# Work required:
Copy each of the entries below word for word, keeping every line.

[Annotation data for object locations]
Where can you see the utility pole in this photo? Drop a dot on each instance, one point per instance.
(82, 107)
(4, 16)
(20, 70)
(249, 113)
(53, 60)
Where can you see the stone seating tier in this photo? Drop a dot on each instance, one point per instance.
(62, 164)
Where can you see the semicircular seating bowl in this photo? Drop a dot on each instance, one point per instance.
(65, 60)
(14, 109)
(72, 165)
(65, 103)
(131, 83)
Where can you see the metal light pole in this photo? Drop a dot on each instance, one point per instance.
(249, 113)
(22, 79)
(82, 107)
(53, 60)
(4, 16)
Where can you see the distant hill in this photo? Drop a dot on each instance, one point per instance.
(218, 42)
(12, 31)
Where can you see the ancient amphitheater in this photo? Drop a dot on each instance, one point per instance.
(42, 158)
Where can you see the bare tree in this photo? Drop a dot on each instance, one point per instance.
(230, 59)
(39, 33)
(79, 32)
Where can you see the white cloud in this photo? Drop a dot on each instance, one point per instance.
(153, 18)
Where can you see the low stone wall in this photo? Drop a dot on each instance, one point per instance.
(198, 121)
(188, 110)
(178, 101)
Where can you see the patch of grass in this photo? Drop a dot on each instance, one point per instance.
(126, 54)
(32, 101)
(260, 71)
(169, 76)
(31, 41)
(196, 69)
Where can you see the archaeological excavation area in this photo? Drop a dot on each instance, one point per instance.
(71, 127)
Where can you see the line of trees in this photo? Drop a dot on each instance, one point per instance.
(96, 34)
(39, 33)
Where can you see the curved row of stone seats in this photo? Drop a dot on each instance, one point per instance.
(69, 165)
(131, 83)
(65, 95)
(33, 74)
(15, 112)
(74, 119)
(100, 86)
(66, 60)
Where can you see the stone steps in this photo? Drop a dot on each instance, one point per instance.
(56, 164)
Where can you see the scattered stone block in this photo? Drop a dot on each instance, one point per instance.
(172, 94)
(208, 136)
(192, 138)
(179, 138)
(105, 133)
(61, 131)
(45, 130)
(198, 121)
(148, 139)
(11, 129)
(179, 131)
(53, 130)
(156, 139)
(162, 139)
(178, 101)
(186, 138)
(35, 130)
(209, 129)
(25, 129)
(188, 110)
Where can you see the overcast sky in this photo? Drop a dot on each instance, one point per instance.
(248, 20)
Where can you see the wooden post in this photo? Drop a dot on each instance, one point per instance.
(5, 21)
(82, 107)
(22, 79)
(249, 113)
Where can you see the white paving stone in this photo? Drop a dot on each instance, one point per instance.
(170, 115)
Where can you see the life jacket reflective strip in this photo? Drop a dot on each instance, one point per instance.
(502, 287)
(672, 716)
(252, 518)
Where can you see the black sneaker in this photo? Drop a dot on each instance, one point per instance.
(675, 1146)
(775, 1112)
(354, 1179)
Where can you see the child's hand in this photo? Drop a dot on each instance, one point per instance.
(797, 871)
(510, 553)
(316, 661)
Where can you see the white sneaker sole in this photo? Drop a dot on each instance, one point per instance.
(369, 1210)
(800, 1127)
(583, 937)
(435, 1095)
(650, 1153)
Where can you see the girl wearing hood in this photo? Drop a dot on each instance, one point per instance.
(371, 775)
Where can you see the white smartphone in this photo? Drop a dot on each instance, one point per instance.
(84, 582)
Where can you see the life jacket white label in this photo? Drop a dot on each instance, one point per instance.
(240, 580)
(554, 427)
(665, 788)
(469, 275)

# Answer below:
Where can you see the utility pole in this photo? Drop a dot on each instance, one point per instance.
(82, 107)
(4, 16)
(20, 70)
(249, 113)
(53, 60)
Where can you see the stone seating tier in this photo? Drop a dot on each instance, one point per instance.
(62, 164)
Where can you see the semicircular seating bowl in this photo? Drop a dot on each instance, one point per instance.
(65, 60)
(14, 109)
(72, 165)
(65, 103)
(131, 83)
Where can you see the metal light pole in this photo? Drop a dot on each instance, one point per instance.
(249, 113)
(22, 79)
(82, 107)
(53, 60)
(4, 16)
Where can you see the distant hill in this photo? Drop a dot on each instance, one point per instance.
(218, 42)
(12, 31)
Where can you see the ancient amphitheater in this photo? Drop a dot on each instance, one point per instance.
(42, 158)
Where can you see the bare tree in this photo? Drop a dot on each instance, one point per instance.
(230, 59)
(39, 33)
(79, 32)
Where can you see the white cloud in this photo? Drop a dot on each instance, one point per instance.
(153, 18)
Where can you see the low stone wall in this photo? Drop a dot on each instance, one point per instance.
(198, 121)
(188, 110)
(178, 101)
Where can you see the patch of grass in this photo? Drop a dot on each instance, one point per instance.
(126, 54)
(32, 101)
(260, 71)
(169, 76)
(31, 41)
(196, 69)
Where can you see the archaeological excavation area in this photo? Drop a dot on each instance, one point per instance.
(71, 127)
Where can you see the line of trees in this photo? Drop a dot on each instance, one point per instance.
(96, 34)
(39, 33)
Where can you see the curved row of stone seats in this photo? Drop a dot on each instance, one point per instance.
(69, 165)
(131, 83)
(65, 95)
(33, 74)
(15, 112)
(74, 119)
(100, 86)
(66, 60)
Where can you see the stone steps in this photo? Drop a dot on each instance, one point per instance.
(56, 164)
Where can you see the scattered stone block in this photo? Drop a dot on each instance, one point per instance.
(172, 94)
(208, 136)
(192, 138)
(179, 138)
(105, 133)
(61, 131)
(45, 130)
(198, 121)
(148, 139)
(11, 129)
(179, 131)
(53, 130)
(156, 139)
(162, 139)
(178, 101)
(186, 138)
(35, 130)
(209, 129)
(25, 129)
(188, 110)
Where can you see the overcast sky in this photo? Drop a dot on each instance, one point per instance.
(248, 20)
Where can you see the wooden post in this photo? Drop a dot on each instance, one point per instance.
(5, 21)
(82, 107)
(22, 79)
(249, 113)
Where can you see the white paving stone in this photo? Drop a dot on each instance, one point per instance.
(170, 115)
Where can you see the life jacket reflective strip in this photo? Drop a dot on each instance, one point per instance.
(502, 287)
(672, 716)
(252, 518)
Where can you see the black sneaker in this photo? Drop a dot on each instance, one point per instance.
(675, 1146)
(775, 1112)
(354, 1179)
Where can you see the child's hand in this photo? Drop a dot on each instance, one point per instance.
(797, 871)
(510, 553)
(316, 661)
Where can you see the white sneaker sole in this photo? Drop a dot on each instance, one point per instance.
(369, 1210)
(800, 1127)
(583, 937)
(435, 1095)
(650, 1153)
Where can you see the girl wearing hood in this photo? Drop a dot on each instance, one point per instance.
(371, 775)
Where can you see the white smartphone in this photo? Drop a dot on each instance, one point per instance.
(84, 582)
Where can you see the life jacket white label in this photo? Drop a dot on each instance, one point per instance.
(240, 580)
(554, 427)
(665, 788)
(469, 275)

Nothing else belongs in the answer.